• CONSIGNE A
Résumez en deux phrases le texte sur le bricolage.

• TEXTE FOURNI
Parmi les autres canaux à leur disposition, les bricoleurs peuvent aussi parfaire leurs connaissances sur YouTube où il existe un grand nombre de démos et sur Facebook, où les bricoleurs ont la possibilité d’échanger des conseils (le groupe ” Travaux, Bricolage, Rénover, Maison “, par exemple, réunit 29.000 membres). ” Attention, toutefois, tous les conseils ne sont pas bons à prendre sur les réseaux sociaux car personne ne se charge d’y faire le tri “, prévient Paul Van Welden.

3. Des kits de construction

” Il y a certains travaux que vous pourrez facilement réaliser vous-même, sans trop de connaissances ni d’expérience, poursuit l’architecte. Songez aux kits prêts-à-monter pour la ventilation, le chauffage, les sanitaires et l’électricité ( proposés par des sociétés comme Brainbox, Selfmatic ou Easykit, Ndlr). Les modes d’emploi sont clairs et disponibles en ligne. L’accompagnement est généralement très professionnel. En suivant bien les instructions, il est presque impossible de se planter. ”

En Wallonie et à Bruxelles, avec ses 40 années d’existence et 20.000 clients à son actif depuis sa création, Brainbox fait figure de pionnier dans le secteur des installations prêtes-à-monter. La société, installée à Ciney, conçoit des aménagements sur mesure à monter soi-même pour l’électricité, la domotique, la ventilation et le sanitaire. S’il s’agit d’un dispositif électrique ou de domotique, le client reçoit la pré-visite d’un organisme de contrôle en cours de chantier (avant la chape et le plafonnage). Une fois placées, les nouvelles installations sont contrôlées et validées, soit par un technicien Brainbox, soit par un organisme agréé, suivant le type d’aménagement.

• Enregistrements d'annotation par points

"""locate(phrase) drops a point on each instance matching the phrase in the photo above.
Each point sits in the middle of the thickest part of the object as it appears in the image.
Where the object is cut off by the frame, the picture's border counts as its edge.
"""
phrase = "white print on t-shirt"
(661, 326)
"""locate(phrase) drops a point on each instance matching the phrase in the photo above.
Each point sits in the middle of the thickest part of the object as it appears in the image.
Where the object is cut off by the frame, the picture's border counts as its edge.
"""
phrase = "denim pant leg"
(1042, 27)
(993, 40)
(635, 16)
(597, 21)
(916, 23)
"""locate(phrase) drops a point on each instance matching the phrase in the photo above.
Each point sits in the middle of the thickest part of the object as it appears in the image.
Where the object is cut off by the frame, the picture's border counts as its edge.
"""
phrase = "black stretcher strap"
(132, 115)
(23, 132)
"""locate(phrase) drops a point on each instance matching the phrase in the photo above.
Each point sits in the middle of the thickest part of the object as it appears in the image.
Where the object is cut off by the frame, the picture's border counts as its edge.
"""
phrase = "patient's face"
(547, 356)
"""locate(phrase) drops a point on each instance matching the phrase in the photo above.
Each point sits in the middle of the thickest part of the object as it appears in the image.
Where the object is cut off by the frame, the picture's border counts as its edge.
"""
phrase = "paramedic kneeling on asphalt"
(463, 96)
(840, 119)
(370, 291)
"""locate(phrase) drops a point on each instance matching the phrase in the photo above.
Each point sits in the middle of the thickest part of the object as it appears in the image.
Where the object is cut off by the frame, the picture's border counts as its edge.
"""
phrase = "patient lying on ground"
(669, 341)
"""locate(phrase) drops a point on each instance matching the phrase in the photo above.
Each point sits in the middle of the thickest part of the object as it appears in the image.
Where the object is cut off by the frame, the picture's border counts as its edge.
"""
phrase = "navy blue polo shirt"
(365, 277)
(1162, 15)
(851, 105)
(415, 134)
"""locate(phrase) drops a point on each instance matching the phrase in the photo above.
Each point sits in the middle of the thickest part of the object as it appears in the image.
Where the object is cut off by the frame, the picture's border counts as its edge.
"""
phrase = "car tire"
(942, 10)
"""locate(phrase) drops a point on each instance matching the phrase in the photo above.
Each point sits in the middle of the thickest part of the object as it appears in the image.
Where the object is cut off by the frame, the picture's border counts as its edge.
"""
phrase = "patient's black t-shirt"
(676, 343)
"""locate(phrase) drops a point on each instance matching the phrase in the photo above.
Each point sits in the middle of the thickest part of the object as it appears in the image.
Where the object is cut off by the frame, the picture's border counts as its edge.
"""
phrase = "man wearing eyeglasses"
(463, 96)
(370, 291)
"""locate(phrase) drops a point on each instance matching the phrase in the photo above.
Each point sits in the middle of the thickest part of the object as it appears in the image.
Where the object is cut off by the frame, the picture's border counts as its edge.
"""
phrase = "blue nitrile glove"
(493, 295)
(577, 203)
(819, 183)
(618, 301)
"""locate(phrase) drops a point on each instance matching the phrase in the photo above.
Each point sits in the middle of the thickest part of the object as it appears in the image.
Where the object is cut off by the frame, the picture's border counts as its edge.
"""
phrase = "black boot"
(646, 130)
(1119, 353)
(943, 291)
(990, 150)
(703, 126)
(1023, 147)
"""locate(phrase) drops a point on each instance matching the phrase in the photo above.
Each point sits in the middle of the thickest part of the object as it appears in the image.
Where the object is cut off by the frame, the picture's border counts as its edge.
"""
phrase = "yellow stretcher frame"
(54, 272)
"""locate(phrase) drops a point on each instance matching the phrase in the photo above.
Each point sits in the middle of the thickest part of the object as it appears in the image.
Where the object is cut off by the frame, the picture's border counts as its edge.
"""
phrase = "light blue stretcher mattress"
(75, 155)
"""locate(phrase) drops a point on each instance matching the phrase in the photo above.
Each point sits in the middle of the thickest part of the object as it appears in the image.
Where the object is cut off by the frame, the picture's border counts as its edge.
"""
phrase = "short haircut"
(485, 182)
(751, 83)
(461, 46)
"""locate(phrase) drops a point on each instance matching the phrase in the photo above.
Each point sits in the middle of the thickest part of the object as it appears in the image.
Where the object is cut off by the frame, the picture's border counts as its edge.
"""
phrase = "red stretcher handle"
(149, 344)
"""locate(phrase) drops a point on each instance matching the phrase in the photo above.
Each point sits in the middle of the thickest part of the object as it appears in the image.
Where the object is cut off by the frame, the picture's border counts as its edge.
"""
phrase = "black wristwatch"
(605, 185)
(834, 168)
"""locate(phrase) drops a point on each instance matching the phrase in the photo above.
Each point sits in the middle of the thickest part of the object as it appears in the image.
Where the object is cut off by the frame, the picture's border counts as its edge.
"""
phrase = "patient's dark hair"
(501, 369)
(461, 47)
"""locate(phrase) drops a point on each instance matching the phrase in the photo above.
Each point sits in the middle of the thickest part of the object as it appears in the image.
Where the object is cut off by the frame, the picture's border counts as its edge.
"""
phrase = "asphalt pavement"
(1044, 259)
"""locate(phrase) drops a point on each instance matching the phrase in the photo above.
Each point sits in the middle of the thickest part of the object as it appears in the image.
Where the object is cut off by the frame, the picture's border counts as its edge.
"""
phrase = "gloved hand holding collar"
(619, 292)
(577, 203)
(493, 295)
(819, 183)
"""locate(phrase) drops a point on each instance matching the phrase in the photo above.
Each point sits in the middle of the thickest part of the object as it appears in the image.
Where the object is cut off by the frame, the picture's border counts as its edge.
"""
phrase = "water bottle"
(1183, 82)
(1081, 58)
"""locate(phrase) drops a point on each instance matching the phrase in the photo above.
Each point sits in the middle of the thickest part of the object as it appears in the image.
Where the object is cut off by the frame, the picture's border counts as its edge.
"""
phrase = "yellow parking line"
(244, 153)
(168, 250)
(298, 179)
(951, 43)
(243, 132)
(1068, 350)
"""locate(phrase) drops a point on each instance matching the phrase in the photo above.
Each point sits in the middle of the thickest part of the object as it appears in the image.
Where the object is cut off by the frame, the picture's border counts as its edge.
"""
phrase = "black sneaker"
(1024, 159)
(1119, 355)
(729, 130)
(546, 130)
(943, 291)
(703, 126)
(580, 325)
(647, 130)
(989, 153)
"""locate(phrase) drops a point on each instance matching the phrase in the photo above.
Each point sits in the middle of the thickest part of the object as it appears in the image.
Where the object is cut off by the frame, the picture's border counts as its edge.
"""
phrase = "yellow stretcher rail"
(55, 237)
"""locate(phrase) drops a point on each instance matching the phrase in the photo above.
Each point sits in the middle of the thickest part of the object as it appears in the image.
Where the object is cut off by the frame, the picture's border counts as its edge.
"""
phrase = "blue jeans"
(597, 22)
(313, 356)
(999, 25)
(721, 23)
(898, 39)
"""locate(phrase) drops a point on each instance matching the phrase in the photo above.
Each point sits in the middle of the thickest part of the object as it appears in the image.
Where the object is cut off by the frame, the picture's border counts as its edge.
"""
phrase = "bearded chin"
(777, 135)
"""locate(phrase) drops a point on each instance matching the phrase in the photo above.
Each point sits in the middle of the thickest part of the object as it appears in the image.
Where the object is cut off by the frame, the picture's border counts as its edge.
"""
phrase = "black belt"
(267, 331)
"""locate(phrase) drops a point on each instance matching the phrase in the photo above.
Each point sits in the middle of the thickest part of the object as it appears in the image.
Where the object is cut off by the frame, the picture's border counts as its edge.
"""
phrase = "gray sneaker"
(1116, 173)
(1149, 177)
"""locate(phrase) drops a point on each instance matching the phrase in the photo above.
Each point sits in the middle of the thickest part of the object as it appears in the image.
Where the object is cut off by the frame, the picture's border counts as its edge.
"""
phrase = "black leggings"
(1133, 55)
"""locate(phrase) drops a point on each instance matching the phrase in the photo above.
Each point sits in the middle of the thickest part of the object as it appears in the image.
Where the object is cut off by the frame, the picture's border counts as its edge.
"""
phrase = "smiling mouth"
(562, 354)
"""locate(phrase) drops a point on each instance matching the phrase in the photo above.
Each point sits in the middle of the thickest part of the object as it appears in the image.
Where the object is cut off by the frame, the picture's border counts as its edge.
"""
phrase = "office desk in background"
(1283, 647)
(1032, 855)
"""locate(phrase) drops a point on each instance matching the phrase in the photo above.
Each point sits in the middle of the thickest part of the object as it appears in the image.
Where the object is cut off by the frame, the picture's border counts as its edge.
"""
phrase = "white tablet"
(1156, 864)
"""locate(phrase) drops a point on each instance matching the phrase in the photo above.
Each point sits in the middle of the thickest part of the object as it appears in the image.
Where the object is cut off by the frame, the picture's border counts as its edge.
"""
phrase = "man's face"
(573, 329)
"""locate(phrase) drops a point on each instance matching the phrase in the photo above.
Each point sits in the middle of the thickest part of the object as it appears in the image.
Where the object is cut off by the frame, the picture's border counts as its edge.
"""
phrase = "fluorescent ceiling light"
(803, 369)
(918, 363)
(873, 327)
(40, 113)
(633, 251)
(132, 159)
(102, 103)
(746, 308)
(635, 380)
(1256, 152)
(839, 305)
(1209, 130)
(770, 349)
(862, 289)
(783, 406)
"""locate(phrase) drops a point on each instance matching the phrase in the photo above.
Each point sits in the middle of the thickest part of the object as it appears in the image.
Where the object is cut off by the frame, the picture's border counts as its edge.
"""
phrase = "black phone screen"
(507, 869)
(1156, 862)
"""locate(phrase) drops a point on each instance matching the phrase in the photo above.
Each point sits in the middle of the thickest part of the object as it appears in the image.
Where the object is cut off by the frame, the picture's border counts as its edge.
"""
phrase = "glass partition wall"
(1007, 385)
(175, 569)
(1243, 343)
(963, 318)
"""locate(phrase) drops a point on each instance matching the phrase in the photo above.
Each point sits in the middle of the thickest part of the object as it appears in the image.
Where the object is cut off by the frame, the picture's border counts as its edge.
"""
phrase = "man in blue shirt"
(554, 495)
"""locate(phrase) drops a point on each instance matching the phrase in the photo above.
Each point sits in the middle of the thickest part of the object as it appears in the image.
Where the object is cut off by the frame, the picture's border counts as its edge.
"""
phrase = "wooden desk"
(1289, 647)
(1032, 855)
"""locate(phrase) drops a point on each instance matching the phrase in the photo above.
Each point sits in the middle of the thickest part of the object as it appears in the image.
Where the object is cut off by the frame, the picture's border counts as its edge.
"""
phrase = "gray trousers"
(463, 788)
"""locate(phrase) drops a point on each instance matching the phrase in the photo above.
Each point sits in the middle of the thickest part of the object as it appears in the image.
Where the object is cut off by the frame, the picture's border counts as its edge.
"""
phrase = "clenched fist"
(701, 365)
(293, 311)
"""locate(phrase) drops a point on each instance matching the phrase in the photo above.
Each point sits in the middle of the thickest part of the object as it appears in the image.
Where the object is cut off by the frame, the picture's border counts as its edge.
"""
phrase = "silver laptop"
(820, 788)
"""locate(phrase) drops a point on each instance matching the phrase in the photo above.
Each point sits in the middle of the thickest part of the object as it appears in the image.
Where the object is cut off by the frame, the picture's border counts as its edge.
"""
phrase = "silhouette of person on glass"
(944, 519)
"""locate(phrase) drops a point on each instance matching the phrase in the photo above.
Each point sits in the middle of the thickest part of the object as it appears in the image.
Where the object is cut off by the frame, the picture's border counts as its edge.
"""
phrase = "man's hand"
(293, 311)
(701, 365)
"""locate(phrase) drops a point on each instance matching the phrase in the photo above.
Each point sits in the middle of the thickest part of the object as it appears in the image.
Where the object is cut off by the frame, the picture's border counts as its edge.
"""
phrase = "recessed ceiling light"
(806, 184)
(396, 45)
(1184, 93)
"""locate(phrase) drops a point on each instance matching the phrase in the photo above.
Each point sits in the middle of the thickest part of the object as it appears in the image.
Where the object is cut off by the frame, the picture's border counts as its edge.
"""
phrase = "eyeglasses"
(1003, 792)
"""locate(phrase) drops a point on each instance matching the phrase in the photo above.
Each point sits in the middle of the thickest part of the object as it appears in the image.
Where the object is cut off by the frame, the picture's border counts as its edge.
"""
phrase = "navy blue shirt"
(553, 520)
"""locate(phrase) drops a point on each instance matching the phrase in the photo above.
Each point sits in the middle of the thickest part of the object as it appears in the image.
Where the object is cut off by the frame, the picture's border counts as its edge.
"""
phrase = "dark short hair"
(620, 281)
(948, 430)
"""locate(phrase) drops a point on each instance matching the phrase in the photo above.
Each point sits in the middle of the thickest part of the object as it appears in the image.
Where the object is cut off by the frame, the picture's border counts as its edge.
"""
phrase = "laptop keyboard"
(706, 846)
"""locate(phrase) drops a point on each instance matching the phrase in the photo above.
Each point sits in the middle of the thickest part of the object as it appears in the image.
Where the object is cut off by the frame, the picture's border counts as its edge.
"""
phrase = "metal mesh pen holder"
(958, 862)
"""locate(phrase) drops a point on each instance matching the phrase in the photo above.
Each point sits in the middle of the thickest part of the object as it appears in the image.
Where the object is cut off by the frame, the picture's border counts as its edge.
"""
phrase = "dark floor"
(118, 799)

• CONSIGNE B
Affichez chaque ligne des enregistrements qui contient la chaîne "asphalt", en tenant compte de la casse.

• CORRIGÉ A
Les bricoleurs peuvent se former sur YouTube et sur Facebook, mais tous les conseils trouvés sur les réseaux sociaux ne sont pas bons à prendre. Des kits prêts-à-monter, comme ceux de Brainbox, permettent de réaliser soi-même certains travaux grâce à des modes d'emploi clairs, et les installations sont contrôlées et validées une fois placées.

• CORRIGÉ B
phrase = "paramedic kneeling on asphalt"
phrase = "asphalt pavement"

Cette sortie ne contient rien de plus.